• THE TASK: The entire listing, reproduced exactly and stripped of images, is the expected output.

• DATA EXTRACTS:
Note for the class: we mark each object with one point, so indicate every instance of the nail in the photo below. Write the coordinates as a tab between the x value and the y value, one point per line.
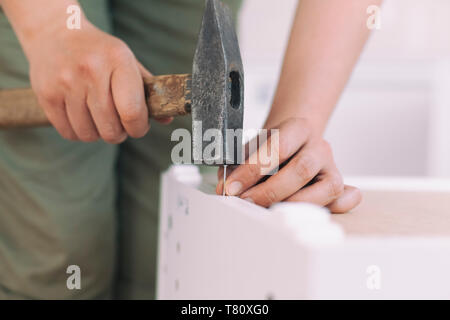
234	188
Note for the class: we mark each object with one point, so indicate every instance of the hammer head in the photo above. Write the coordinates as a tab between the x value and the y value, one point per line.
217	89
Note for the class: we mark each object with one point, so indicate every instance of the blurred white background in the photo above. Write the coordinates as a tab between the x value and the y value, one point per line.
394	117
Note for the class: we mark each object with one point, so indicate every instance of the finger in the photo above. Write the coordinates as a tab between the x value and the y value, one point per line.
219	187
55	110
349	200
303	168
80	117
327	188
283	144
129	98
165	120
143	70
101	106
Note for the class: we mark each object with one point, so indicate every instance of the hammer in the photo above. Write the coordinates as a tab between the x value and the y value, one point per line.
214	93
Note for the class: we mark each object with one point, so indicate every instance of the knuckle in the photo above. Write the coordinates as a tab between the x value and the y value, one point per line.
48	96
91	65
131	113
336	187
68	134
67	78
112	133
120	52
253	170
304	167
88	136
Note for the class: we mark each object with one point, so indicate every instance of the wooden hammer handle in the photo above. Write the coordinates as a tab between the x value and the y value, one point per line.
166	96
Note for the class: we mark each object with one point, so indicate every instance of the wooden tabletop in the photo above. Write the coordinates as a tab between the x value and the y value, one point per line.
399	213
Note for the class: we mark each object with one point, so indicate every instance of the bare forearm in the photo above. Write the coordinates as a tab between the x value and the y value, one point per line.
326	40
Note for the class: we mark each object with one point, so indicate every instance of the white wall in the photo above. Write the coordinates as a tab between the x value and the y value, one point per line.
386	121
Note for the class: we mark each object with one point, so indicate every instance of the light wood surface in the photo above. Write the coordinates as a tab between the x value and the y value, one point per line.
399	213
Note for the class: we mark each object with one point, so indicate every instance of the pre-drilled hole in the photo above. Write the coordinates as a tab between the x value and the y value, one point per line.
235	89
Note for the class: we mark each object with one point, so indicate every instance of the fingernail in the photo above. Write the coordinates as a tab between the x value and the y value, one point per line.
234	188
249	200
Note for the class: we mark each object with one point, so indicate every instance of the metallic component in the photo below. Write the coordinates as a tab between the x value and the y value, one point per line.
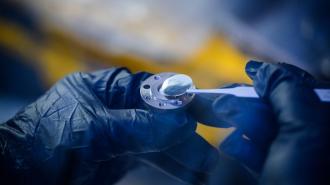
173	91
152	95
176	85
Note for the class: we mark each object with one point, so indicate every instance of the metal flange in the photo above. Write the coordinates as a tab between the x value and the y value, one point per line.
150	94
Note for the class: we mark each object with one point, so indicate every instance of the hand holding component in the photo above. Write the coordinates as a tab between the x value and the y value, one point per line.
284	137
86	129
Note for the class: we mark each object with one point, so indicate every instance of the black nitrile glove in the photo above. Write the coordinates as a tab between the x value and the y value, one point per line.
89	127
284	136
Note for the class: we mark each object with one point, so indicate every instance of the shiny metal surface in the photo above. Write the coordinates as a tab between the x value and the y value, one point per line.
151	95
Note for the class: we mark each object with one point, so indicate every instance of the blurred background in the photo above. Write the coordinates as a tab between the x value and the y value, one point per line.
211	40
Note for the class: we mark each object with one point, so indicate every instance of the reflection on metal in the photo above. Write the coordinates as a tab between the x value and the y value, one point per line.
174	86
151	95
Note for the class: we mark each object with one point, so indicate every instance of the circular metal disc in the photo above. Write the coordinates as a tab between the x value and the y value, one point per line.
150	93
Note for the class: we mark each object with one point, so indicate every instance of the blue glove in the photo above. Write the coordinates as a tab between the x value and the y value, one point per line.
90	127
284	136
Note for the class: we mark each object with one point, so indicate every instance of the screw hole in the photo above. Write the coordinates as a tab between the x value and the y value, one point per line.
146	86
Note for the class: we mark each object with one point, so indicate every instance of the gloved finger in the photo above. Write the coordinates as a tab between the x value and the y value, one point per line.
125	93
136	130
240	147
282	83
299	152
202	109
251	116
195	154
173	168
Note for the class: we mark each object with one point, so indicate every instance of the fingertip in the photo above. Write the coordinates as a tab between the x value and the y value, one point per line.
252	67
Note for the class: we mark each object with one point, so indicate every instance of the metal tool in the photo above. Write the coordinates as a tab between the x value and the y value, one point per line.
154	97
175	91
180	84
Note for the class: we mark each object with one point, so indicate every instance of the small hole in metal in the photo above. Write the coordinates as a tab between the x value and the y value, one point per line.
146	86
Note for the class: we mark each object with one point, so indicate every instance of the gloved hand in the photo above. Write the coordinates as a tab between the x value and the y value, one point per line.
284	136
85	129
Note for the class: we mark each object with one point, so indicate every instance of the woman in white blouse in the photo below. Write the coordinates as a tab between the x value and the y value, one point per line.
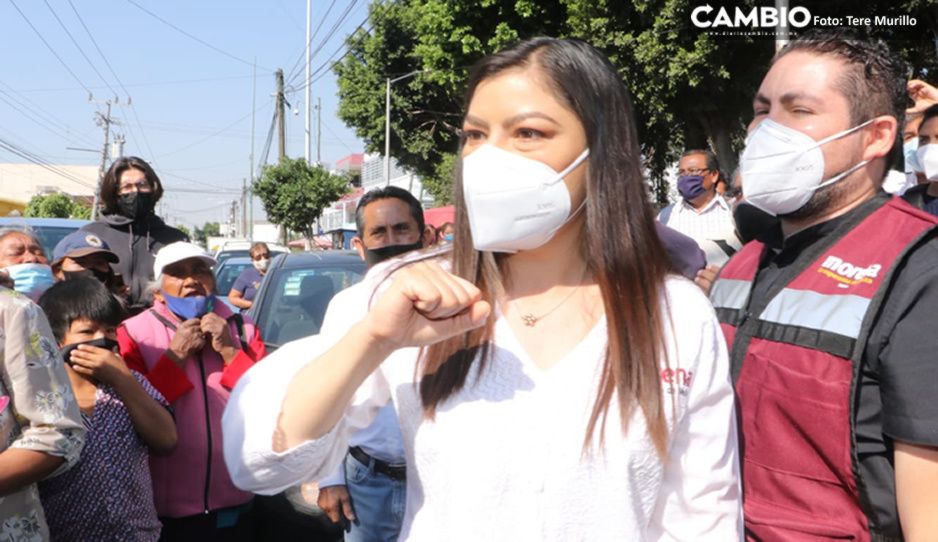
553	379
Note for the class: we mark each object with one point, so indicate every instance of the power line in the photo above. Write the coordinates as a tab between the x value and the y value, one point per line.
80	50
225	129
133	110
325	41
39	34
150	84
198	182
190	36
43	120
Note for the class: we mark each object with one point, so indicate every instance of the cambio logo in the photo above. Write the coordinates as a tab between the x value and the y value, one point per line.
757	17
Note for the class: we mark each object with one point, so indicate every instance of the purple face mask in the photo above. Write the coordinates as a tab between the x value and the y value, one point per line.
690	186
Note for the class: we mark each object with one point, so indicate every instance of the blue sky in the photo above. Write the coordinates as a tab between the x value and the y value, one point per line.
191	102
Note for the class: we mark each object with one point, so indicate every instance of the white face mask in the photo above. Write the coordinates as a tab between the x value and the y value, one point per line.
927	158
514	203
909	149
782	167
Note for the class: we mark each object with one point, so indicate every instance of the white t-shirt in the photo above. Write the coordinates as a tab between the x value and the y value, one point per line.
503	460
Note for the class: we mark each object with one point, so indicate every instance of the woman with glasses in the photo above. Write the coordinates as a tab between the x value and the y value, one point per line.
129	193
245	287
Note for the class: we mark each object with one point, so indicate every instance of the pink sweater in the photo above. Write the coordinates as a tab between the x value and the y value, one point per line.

• WRITTEN RESPONSE:
Note for the class: we mark each object with one point, so indicate every instance of the nail in the photo below. Write the coordinates as a tab between the x value and the y value, one point per line.
234	188
Note for the class: we mark each object with one point, so indicate every instance of the hammer head in the photo above. Write the coordinates as a tab between the x value and the y value, one point per line.
217	89
Note for the class: we mark each object with one point, so indicate every instance of the blurred white background in the photo above. Write the coordinates as a tab between the x value and the y value, one point per line.
394	117
Note for the class: we mark each object with one point, so indicate every instance of the finger in the photo above. Write the coordinates as a tab between the x value and the y value, one point per line.
219	187
55	110
349	200
303	168
80	117
327	188
283	144
129	98
165	120
143	70
101	106
Note for the class: we mark each object with one point, so indicate every instance of the hammer in the photo above. Write the coordinates as a tab between the x value and the y value, one point per line.
214	93
Note for the class: we mark each object with one point, so indicate every instance of the knuckle in the photo above. Write the coordinates as a tab between the x value and the y value, one point per line.
48	96
91	65
131	113
336	187
68	134
67	78
112	133
120	52
253	170
304	167
88	136
Note for the class: we mark each object with one point, so indicate every instance of the wooden hammer handle in the photo above. Write the coordinates as a tab between the x value and the y value, one point per line.
166	96
Note for the class: we mark each object with one point, so indicate every instance of the wooden tabletop in the photo above. Write the coordinates as a tab between the x value and the y value, one point per line.
399	213
Note for the class: we mark each object with one point, so indicate every instance of the bare forearm in the photo above. Write the coordinates as a tab between the x value and the y value, one point per line.
326	40
Note for the class: we mark each object with one point, so indicate every instance of the white wall in the photo above. Write the coordinates as a tab between the x value and the y value, one point per line.
386	121
Note for the class: we mark each object with one point, so indicate every instance of the light wood surface in the photo above. Write the coordinates as a tab between the x value and the y value, one point per line.
399	213
Note for the class: we mark each object with one point, so indicate every instance of the pre-drilled hole in the photo above. Write the coordinates as a tab between the x value and the y value, one point per line.
235	89
Note for the class: we mark each object with one point, so indicate every instance of the fingernail in the photo above. Write the coordinates as a tab between the x value and the y value, one point per line.
234	188
249	200
Note for the class: we mark each object with one point, so indicate every instance of the metallic component in the photo below. Write the coordinates as a tab between the x value and the y value, one point per line.
173	91
152	95
176	85
Note for the class: we mark each object with one point, so indicate every instance of the metal flange in the photo above. Write the coordinates as a tab between the x value and the y value, one point per line.
150	94
Note for the class: we mark each object with one point, so indicate every instance of the hand holding component in the photo above. Write the coordinates as a tab between the x value and the y value, one point per line.
284	137
86	129
Note for the class: we mark each object with one point, so indicate every instance of the black nitrile glove in the photo above. Write the coordinates as a tab between the x value and the y value, one point per line.
89	127
284	136
Note for the class: we mark each object with one point, so indicate every instance of the shiny metal surface in the photo above. Write the coordinates as a tab between the x value and the y value, one point per line.
151	95
Note for the class: we mark each object with one point, so indicate every instance of the blurred background in the photo above. Write the coordinates as a tab between the x value and the y value, one point per line.
211	40
Note for the class: we mark each object with one point, so indicate every instance of the reflection on metal in the photo above. Write the coordinates as a tab between the x value and the y value, one point per line.
174	86
151	95
Note for the class: we mark each object with one point, so indicate every instance of the circular metal disc in the photo above. Write the coordinates as a tab between the x value and the y value, one point per line.
150	93
Note for the class: we mark each object with one point, so indicate every instance of the blue glove in the photo above. Write the coordinates as a tab between the x value and the y value, one point per line.
90	127
284	136
Note for the class: we mark each object with one point, so indicate every instance of the screw hole in the photo above. Write the coordinates as a tab between the x value and the y value, one point per line.
146	86
Note for the class: we mark each object with one point, so indicate every instance of the gloved finger in the photo above. Write the coordinates as a tab between the x value and the y value, one point per line.
125	93
136	130
240	147
282	83
299	152
202	109
251	116
195	154
173	168
Note for the class: we mark each object with one point, so indicate every instance of the fingertip in the photo above. Write the coordinates as a tab between the x value and the y value, one point per line.
252	67
Note for the class: we mark each object with one point, so indicate every instance of the metal tool in the photo above. Write the coordinates as a tab between the x value and the y value, one point per line.
154	97
175	91
180	84
Note for the class: we mark each object with one point, so indicate every instance of the small hole in metal in the photo above. Write the coordinates as a tab between the x value and the y value, one point per line.
146	86
Note for the class: we mark each object with one point, so indicate every instance of the gloved hand in the photo above. Write the coordinates as a tab between the x value and the y value, one point per line.
284	136
85	129
Note for the class: we mark each object with one point, so indicate every instance of the woman in white blouse in the photo below. Write the coordinates as a tab between the x value and the y value, one point per line.
553	379
Note for the class: we mark each object with one point, so indicate every instance of the power line in the photo above. Write the coordinates as a tab between the x value and the y value, one point per line.
80	50
225	129
133	110
325	41
39	34
150	84
198	182
190	36
43	120
Note for the class: we mark each object with one point, so indicate every instance of the cambio logo in the photo above. Write the coordinates as a tab between the x value and the y value, one point per line.
757	17
Note for the class: we mark each object with one point, so indicate every instance of the purple face mask in the photo above. Write the coordinates as a tab between the x value and the y value, one point per line.
690	186
Note for the class: we mark each object with one point, so indicate every instance of the blue sky in the photo above. Write the coordinates as a tab between the x value and the y value, one point per line.
191	102
Note for the class: we mark each object with one point, so indicate every instance of the white face mask in the photo above. Write the coordinates as a tab between the x value and the y value, one point per line.
927	158
514	203
909	149
782	167
Note for the class: we mark each object with one point, so indicate every instance of the white t-shirt in the photo above. Write the coordinates as a tab between the x value and the y value, one point per line.
503	460
Note for the class: we mark each object with one point, so indicate every instance of the woman with glasses in the photo above. Write the coordinates as a tab between the x value and the y value, one point per line.
129	193
245	287
Note for the class: we mark each object with one point, so indicate every instance of the pink sweater in the photo above. Write the coordinates as a tab between the x value and the y value, one point per line.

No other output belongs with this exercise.